How Much Free Time Does Big Little Lies's Ed Have On His Hands?
And how much time is the show going to spend on this stupid dinner? Eve Batey has questions!
Maybe I'm just in a sour mood this week, maybe previous episodes have set the bar really high, or maybe I just don't think Avenue Q is all that great (which: perhaps that's the point?) -- but doesn't this week's episode of Big Little Lies seem to spin its wheels? The only new dirt we get is the revelation that Celeste is a total badass at the job Perry insisted she quit, and that Maddy used to hook up with Joseph, who is essentially a bargain basement version of the despicable Danny character on The Mindy Project (talk about controlling, huh? But I digress).
Otherwise, we were mainly told things we already knew: Perry abuses Celeste! Abby is sullen! Jane hates Ziggy's dad! Ed is kind of a dork! You will never, ever have abs like Zoë Kravitz! These are details that I assume will all play into the show's endgame, but for someone who sometimes feels actual physical pain at the urgent desire to know how this all ends up, I found myself muttering "come onnnn" a lot more than is considered polite. On the plus side, this also gives us a lot more room to speculate! Who's with me?
Is the aggression between Maddy and Nathan somehow new?
If the couple had split up fifteen years ago and was just now forced to see one another as parents of kids in the same first grade class, that's one thing. But, presumably, Maddy and Nathan have been co-parenting Abby all this time, or at least since Nathan got his shit together and hooked up with Bonnie, something that clearly happened over six years ago based on the sheer existence of Skye.

▬▬▬▬▬▬▬▬▬▬

**Written exercise A:** Can you set down, word for word, the stretch of the Big Little Lies recap from "And how much" through "But I digress)."?
**Written exercise B:** How would you sum up the Big Little Lies recap in two sentences?
The listing that comes next is separate material with no connection to the Big Little Lies recap.

**Supplied data:**

▬▬▬▬▬▬▬▬▬▬

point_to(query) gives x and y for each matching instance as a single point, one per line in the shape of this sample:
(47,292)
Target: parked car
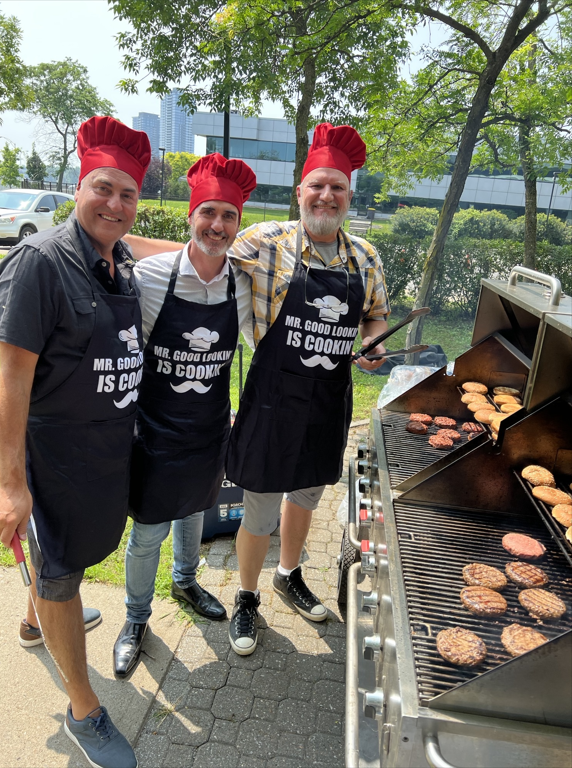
(23,212)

▬▬▬▬▬▬▬▬▬▬

**Worked solution A:**
And how much time is the show going to spend on this stupid dinner? Eve Batey has questions!
Maybe I'm just in a sour mood this week, maybe previous episodes have set the bar really high, or maybe I just don't think Avenue Q is all that great (which: perhaps that's the point?) -- but doesn't this week's episode of Big Little Lies seem to spin its wheels? The only new dirt we get is the revelation that Celeste is a total badass at the job Perry insisted she quit, and that Maddy used to hook up with Joseph, who is essentially a bargain basement version of the despicable Danny character on The Mindy Project (talk about controlling, huh? But I digress).

**Worked solution B:** The recap suggests that this week's episode of Big Little Lies spins its wheels, adding only that Celeste excels at the job Perry insisted she quit and that Maddy used to hook up with Joseph. Otherwise the episode repeats known details, such as Perry abusing Celeste, and the writer asks whether the aggression between Maddy and Nathan is new, since the two have presumably been co-parenting Abby all along.